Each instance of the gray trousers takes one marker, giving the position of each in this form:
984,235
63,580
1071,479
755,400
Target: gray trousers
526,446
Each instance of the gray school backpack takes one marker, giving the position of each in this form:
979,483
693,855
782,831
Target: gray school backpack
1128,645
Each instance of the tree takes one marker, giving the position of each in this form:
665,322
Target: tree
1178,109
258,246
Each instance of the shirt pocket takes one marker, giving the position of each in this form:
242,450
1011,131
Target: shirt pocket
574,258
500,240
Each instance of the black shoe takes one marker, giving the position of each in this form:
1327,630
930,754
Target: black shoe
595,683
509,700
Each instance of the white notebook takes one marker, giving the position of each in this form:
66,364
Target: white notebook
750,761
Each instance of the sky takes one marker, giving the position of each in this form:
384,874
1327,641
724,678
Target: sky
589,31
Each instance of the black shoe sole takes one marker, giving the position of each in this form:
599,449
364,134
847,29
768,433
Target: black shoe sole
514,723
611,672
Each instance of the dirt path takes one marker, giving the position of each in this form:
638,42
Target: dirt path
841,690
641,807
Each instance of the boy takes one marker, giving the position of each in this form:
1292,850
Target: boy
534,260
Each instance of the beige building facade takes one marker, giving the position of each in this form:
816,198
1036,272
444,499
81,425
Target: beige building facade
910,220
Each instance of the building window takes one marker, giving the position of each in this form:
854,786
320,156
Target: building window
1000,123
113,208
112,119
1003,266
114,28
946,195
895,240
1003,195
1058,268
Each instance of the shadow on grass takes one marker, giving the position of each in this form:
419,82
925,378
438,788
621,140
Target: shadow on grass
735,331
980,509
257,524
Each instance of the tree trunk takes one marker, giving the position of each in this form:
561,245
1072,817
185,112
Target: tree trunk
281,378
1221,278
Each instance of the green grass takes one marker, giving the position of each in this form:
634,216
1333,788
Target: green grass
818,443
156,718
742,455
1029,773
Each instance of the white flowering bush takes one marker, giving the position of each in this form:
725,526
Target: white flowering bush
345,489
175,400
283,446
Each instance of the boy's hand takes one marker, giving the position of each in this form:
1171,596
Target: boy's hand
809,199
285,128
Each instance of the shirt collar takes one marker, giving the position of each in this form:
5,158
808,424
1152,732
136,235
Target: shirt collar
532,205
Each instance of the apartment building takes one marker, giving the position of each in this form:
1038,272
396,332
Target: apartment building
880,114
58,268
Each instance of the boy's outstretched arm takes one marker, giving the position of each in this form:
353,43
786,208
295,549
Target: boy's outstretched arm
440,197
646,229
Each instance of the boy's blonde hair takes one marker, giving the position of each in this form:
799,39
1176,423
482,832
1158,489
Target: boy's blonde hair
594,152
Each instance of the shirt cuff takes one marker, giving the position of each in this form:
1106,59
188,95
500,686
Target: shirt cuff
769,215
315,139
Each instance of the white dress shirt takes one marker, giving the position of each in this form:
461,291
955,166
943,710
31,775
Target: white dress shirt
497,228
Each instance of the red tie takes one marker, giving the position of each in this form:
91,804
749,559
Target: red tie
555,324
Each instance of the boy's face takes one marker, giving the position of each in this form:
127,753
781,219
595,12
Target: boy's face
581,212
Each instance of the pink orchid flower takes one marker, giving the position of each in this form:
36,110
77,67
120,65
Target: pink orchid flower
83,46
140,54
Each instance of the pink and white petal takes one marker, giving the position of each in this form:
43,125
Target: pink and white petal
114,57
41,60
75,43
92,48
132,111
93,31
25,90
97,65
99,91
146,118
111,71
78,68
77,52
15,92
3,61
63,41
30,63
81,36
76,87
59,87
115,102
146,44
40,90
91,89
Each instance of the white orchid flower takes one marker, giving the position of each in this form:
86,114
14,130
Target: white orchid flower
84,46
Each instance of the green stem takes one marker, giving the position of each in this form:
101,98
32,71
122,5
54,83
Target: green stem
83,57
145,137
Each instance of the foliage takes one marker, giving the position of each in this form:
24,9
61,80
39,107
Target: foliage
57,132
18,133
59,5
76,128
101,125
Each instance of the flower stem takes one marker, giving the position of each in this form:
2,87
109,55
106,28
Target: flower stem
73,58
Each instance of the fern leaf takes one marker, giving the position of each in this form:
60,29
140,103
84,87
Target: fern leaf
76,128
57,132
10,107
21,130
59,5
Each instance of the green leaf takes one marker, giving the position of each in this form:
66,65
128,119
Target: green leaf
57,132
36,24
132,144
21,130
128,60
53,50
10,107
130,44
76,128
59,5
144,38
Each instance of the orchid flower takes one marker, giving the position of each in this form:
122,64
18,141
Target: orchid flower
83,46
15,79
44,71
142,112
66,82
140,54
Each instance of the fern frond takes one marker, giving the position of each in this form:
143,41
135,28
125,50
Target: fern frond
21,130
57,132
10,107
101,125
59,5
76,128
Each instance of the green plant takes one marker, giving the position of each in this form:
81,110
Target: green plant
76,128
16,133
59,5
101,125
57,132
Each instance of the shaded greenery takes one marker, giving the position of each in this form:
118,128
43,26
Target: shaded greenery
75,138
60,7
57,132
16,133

==*==

ACTIVITY => Restate the whole of the material exactly.

OUTPUT OF THE TASK =>
Each instance of the gray trousers takes one marker, giving the position of each in this form:
984,235
63,580
1071,479
755,400
Target: gray trousers
526,446
Each instance of the gray school backpack takes one marker, giving the position of each in this form:
979,483
693,855
782,831
Target: gray school backpack
1128,645
Each instance of the tree takes one marker, giving the position of each in this form:
665,322
Target: tree
1178,109
258,246
Each instance of the shirt pocket takes one marker, giving the position of each in this form:
242,450
1011,131
Target: shirt pocket
574,258
500,240
Each instance of the black shoe takes one marker, giving the position of each in this form:
1327,630
930,754
Target: black shoe
595,683
509,700
Each instance of the white notebook takes one marker, giving the position of each in this form:
66,364
Target: white notebook
750,761
Each instance of the sky takes one marker, giving the position of each in this form:
384,874
1327,641
724,678
Target: sky
589,31
Each instance of the black shoe sole takes one marker, giving the position of each in this form:
599,449
364,134
847,29
768,433
Target: black shoe sole
514,723
611,672
Each instance of the dirt path takes one marker, giving the position of each in this form:
638,42
Target: dirt path
841,690
641,807
Each instance of the boy takes one marker, giving the position of each in this form:
1292,850
Target: boy
534,260
Each instance of the beige building facade takes one marker, giving the position of each in this form:
816,198
1036,272
444,499
81,425
Target: beige building facade
910,220
Each instance of the building window takes one marker, giving the position of each in this form:
854,786
320,156
Target: building window
1000,123
113,208
112,119
1003,266
114,28
946,195
895,240
1003,195
1058,268
Each instance of the shadow on grass takes one marker, giving the position of each in this form:
419,82
925,378
438,788
621,140
Target: shadow on grass
735,331
980,509
257,524
Each instance of the tree trunk takes one marker, giving the position of each in this form:
561,245
1072,817
185,112
Target: tree trunk
281,378
1221,278
Each instance of the green grass takes one marker, giving the position of each in this form:
634,216
1333,788
Target: green grass
818,443
156,718
742,455
1029,773
Each instance of the white flowering bush takes one marker, giving the position of each in this form:
725,526
Target: white flowering bush
345,489
175,400
283,446
Each instance of the boy's hand takes one marker, giving the position of each in this form:
1171,596
Target: boy's hand
809,199
285,128
Each instance of the shirt collar takes one marker, giving the position of each in this form:
5,158
808,424
1152,732
136,235
Target: shirt collar
532,205
Each instance of the apartment building takes one marker, giving the position of each in this form:
1038,272
396,332
Target: apartment building
880,114
58,268
Each instance of the boy's outstretched arm takes one marker, giving the position of each in this form:
353,43
786,208
295,549
Target: boy's outstretched arm
440,197
646,229
Each instance of the boy's blonde hair takes one marker, giving the position of each in this form:
799,39
1176,423
482,832
1158,489
Target: boy's blonde hair
594,152
Each instance of the shirt cuff takes one marker, giving the position of each in this form:
1106,59
188,95
500,686
Target: shirt cuff
769,215
315,139
Each instance of the white dress shirt takes one marker, giving the position of each in this form:
461,291
955,166
943,710
31,775
Target: white dress shirt
497,228
Each instance of the red tie takes one marker, giving the position of each in this form:
91,804
749,559
Target: red tie
555,324
Each instance of the boy's face takes one marker, giving the position of each in this form:
127,753
781,219
595,12
Target: boy's face
581,212
Each instance of the pink orchid flower takes one marker, giving the position of each in this form:
36,110
77,67
120,65
Target: pink orchid flower
83,46
140,54
Each instance of the pink and white petal takes one marker, giving the position of each in this form:
43,125
Target: pink and white petal
114,57
41,60
75,43
92,48
132,111
93,31
25,90
97,65
99,91
146,118
111,71
78,68
77,52
15,92
3,61
63,41
30,63
81,36
76,87
59,87
115,102
146,44
40,90
91,89
Each instance of the white orchid flower takes one marker, giving the position of each in this form:
86,114
14,130
Target: white orchid flower
84,46
Each instance of the green stem takes one marker, giving the position of each in this form:
101,98
32,71
122,5
54,83
Target: green stem
83,57
145,137
Each instance of the foliage takes one marker, giving the position of each in this form:
24,9
61,80
39,107
Target: foliage
57,132
18,133
59,5
76,128
101,125
Each instance of the flower stem takes one marker, giving the position of each in this form:
2,87
109,55
106,28
Target: flower stem
73,58
Each instance of the fern leaf takes one marker, giving the position of each in this form:
60,29
140,103
84,87
Target: fern leaf
76,128
57,132
10,107
21,130
59,5
Each instance of the green leaf takes one marker, giving the position of each in this form:
66,65
128,119
Target: green leaf
57,132
36,24
132,144
21,130
128,60
53,50
10,107
130,44
76,128
59,5
144,38
Each instance of the orchid flower takes one marker, giving the position of each in this form:
122,64
18,141
Target: orchid flower
83,46
15,79
44,71
142,112
66,82
140,54
Each instance of the fern frond takes one marker, giving the position of each in this form:
143,41
135,28
125,50
Target: fern frond
21,130
57,132
10,107
101,125
59,5
76,128
Each instance of the green plant takes one marker, giving the position of each in this form:
81,110
Target: green plant
76,128
16,133
59,5
101,125
57,132
Each instance of the shaded greenery takes one marker, giving the position of each in this form:
118,128
43,26
Target: shaded greenery
75,138
60,7
57,132
16,133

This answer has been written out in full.